◆ **AIM**
Rewrite the entries from the start through the line containing "pixel 338 388", changing "Point out" to "Mark" and leaving everything else as it is. Omit the pictures from your answer.

Object position labeling entries:
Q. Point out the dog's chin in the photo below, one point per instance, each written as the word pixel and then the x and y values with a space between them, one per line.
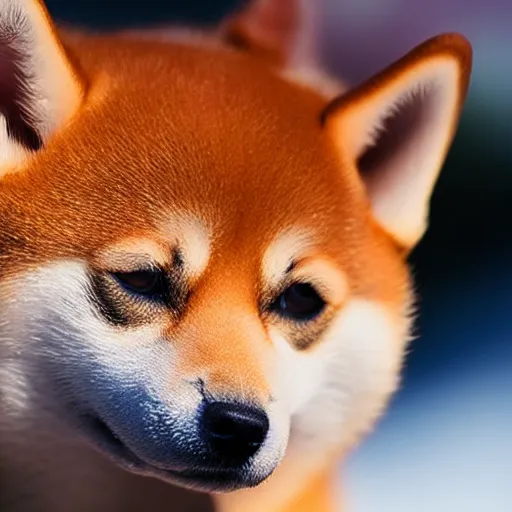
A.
pixel 203 479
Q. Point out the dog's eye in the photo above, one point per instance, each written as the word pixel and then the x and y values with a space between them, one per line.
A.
pixel 142 282
pixel 300 301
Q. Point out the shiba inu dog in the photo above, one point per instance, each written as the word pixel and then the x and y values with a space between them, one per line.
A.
pixel 203 245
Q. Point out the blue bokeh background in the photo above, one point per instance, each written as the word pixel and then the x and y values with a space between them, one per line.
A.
pixel 445 445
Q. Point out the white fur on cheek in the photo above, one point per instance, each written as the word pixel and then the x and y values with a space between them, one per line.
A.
pixel 338 388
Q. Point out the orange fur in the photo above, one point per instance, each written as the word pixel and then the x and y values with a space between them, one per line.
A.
pixel 214 131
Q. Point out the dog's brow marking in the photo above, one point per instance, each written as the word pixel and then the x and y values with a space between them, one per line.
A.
pixel 192 238
pixel 134 252
pixel 281 255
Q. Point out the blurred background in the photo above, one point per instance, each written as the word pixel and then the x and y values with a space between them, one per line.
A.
pixel 445 445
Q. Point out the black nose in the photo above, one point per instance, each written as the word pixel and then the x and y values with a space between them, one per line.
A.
pixel 234 432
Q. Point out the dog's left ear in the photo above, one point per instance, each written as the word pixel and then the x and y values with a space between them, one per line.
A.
pixel 280 31
pixel 395 131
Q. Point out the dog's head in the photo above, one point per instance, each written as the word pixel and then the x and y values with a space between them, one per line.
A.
pixel 202 254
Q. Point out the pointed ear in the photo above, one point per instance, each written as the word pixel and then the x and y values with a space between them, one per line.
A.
pixel 39 89
pixel 396 130
pixel 282 31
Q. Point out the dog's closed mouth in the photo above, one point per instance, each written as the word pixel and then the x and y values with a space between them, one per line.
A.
pixel 104 439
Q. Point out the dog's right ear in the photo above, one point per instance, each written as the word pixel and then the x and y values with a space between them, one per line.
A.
pixel 39 88
pixel 280 31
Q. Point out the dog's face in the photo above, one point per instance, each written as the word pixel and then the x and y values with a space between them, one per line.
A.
pixel 202 269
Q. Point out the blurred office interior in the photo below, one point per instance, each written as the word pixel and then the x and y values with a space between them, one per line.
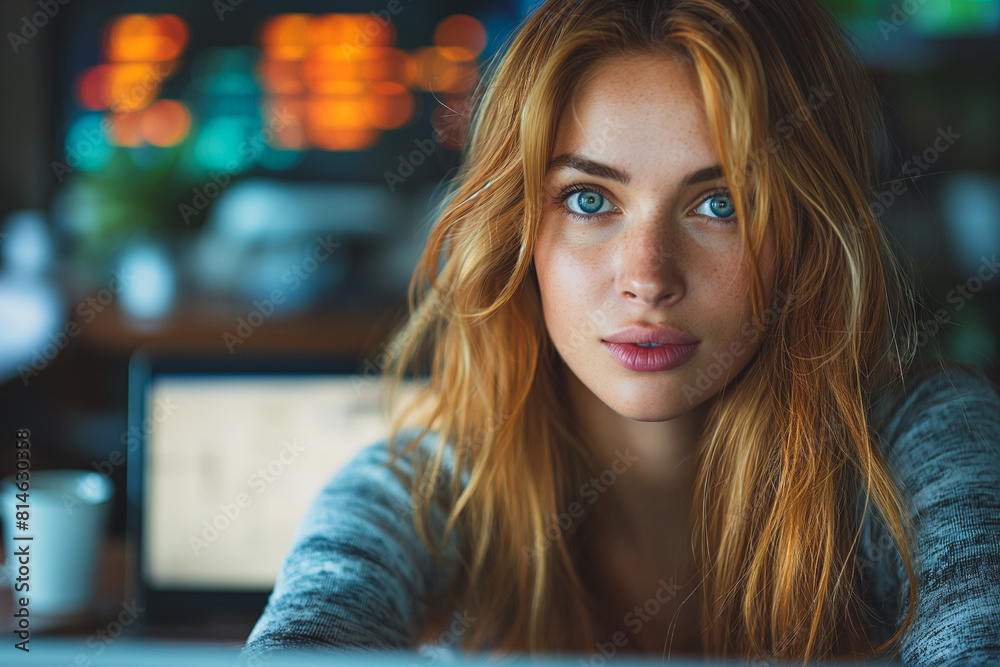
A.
pixel 260 175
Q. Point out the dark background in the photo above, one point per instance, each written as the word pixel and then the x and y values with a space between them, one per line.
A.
pixel 67 328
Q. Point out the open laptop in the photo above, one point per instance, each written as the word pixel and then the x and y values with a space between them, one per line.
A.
pixel 230 450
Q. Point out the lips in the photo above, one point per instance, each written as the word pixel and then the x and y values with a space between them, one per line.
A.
pixel 650 349
pixel 650 359
pixel 659 335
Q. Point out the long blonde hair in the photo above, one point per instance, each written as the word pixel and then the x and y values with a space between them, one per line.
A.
pixel 790 448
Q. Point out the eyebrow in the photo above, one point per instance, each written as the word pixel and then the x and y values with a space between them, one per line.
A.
pixel 607 172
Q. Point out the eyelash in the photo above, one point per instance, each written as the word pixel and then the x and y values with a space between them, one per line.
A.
pixel 575 188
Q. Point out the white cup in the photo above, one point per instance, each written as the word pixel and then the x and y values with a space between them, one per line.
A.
pixel 53 561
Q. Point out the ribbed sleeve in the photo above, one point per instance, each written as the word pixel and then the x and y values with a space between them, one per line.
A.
pixel 943 446
pixel 357 574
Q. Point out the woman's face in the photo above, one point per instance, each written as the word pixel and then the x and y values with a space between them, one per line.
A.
pixel 638 230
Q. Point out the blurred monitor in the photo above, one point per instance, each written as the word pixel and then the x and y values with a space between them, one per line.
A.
pixel 225 454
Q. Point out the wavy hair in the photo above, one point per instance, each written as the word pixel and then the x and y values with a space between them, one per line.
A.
pixel 790 451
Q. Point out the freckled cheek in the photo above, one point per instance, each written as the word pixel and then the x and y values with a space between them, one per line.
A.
pixel 569 284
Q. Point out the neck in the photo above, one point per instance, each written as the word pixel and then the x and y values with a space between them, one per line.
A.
pixel 645 469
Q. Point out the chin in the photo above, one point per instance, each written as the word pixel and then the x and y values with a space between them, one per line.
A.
pixel 644 408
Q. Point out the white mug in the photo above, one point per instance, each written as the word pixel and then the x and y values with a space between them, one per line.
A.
pixel 55 522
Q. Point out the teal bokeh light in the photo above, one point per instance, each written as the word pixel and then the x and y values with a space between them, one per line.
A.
pixel 87 146
pixel 228 143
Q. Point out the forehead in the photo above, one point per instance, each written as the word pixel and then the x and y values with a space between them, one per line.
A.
pixel 635 105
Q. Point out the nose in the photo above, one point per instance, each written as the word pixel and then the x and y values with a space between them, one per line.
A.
pixel 649 270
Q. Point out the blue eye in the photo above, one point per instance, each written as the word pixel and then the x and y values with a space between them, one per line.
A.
pixel 588 202
pixel 720 205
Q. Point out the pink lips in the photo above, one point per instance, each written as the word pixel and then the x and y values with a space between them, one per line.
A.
pixel 674 348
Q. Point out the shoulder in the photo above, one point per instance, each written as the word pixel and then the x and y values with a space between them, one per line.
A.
pixel 942 444
pixel 945 420
pixel 379 477
pixel 357 574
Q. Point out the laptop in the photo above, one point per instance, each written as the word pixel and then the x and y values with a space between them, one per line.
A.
pixel 228 452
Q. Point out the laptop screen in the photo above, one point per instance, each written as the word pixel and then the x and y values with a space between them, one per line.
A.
pixel 233 462
pixel 233 452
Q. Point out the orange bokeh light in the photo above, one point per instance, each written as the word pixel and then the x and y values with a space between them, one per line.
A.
pixel 390 105
pixel 283 77
pixel 350 31
pixel 165 123
pixel 286 36
pixel 145 38
pixel 461 30
pixel 436 72
pixel 290 133
pixel 126 129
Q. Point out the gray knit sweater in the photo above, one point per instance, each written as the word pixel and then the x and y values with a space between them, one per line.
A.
pixel 357 574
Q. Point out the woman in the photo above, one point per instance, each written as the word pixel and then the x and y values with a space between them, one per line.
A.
pixel 672 406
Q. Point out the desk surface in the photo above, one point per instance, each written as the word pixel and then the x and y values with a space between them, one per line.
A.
pixel 53 652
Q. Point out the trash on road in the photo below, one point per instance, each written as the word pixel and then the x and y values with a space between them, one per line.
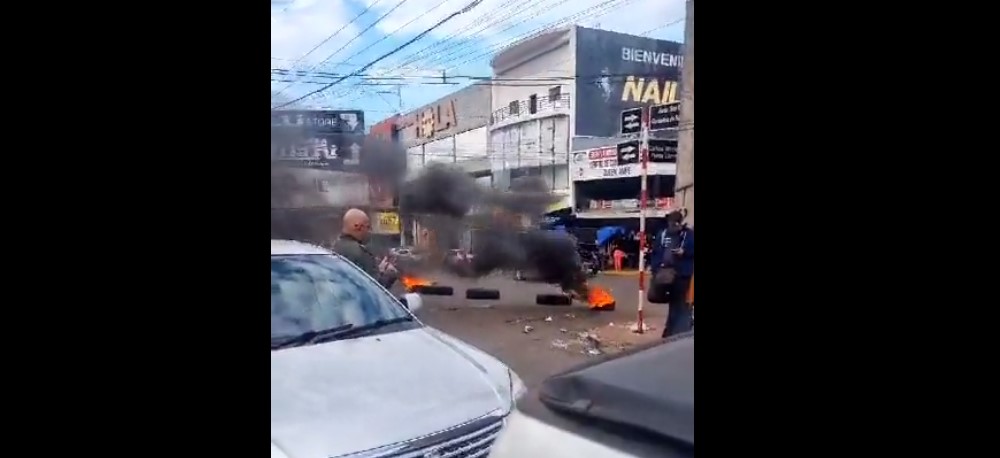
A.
pixel 561 344
pixel 635 327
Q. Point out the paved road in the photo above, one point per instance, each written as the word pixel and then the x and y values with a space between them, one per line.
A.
pixel 553 342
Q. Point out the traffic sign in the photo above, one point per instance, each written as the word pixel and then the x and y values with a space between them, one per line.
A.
pixel 631 121
pixel 666 116
pixel 662 150
pixel 628 152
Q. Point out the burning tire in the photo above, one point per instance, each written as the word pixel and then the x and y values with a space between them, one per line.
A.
pixel 605 307
pixel 482 294
pixel 434 290
pixel 553 299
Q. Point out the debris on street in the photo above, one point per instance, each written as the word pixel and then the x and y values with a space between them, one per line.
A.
pixel 635 327
pixel 560 344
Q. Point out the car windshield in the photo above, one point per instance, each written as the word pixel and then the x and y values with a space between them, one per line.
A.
pixel 312 293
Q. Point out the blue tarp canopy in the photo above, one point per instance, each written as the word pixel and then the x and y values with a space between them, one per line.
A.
pixel 606 233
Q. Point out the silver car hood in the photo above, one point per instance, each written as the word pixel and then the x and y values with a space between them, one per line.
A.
pixel 353 395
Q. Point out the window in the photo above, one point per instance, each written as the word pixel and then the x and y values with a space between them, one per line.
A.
pixel 555 92
pixel 316 292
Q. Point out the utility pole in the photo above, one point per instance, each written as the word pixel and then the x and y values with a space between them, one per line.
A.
pixel 684 185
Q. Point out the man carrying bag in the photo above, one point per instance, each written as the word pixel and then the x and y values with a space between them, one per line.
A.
pixel 673 264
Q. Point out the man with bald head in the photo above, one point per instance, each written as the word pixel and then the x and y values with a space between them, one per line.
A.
pixel 351 245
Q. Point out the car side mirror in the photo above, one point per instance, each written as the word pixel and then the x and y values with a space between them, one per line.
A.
pixel 412 301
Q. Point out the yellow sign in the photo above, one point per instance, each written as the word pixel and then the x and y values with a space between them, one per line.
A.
pixel 644 90
pixel 388 223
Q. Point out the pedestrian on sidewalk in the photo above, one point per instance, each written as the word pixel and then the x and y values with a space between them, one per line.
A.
pixel 682 257
pixel 351 245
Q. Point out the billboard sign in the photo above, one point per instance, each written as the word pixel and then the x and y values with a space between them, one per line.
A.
pixel 664 117
pixel 631 121
pixel 604 164
pixel 329 140
pixel 321 188
pixel 617 72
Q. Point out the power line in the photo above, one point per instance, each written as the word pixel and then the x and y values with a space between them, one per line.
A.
pixel 500 20
pixel 370 26
pixel 468 7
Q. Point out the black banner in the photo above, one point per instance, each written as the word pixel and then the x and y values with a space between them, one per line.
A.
pixel 662 150
pixel 628 152
pixel 326 121
pixel 617 72
pixel 666 116
pixel 329 140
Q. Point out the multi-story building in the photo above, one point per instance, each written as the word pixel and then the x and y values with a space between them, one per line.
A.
pixel 558 99
pixel 451 130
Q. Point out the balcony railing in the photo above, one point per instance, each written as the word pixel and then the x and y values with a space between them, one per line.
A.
pixel 542 105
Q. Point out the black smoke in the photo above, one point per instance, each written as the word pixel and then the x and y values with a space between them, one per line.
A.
pixel 451 201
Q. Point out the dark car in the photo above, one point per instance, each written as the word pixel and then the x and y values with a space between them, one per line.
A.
pixel 639 404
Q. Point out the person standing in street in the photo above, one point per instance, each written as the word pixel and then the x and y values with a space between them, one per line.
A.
pixel 351 245
pixel 682 255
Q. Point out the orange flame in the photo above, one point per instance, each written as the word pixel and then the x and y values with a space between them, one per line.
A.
pixel 411 283
pixel 600 299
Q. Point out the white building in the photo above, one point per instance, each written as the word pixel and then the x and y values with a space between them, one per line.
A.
pixel 557 102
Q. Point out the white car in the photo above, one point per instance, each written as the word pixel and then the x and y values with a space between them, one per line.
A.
pixel 354 374
pixel 639 404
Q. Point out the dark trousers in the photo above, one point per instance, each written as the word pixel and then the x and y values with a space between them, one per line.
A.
pixel 679 311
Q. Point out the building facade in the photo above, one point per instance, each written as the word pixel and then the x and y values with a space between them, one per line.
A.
pixel 531 124
pixel 452 130
pixel 558 99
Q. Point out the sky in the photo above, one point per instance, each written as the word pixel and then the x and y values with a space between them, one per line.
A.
pixel 315 42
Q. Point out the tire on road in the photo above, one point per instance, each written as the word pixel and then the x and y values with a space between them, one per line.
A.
pixel 658 294
pixel 482 294
pixel 553 300
pixel 434 290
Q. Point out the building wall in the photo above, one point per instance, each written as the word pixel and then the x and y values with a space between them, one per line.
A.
pixel 469 109
pixel 615 72
pixel 539 141
pixel 464 148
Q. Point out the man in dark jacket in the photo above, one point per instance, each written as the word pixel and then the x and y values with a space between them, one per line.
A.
pixel 351 245
pixel 681 254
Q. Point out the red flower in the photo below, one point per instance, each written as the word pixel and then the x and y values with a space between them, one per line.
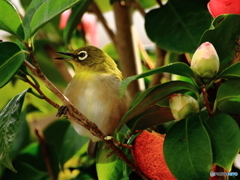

◆ **SOLUTION BELOW**
Q. Mark the dog's chin in the photo below, one point per instance, each written as the word pixel and then the x and y values with a space between them, one per line.
A.
pixel 203 479
Q. Mark the dog's eye in the photo above, one point per instance, each written as the word pixel and then the x and y values with a space between them, one per line.
A.
pixel 142 282
pixel 300 301
Q. Mark the shiba inu dog in the photo above, one point per instance, each written as the word pixel and then the x and y values with a space between them, one per line.
A.
pixel 203 245
Q. Mark the blue bokeh background in the photo above, one point per instance, each written as the word pixel and then the x and y values with a space between them, one per line.
A.
pixel 445 445
Q. Mark the white fur on cheek in the photo above, one point per instance, each written as the word pixel and then the x and y values with a space between them, one per line.
A.
pixel 338 388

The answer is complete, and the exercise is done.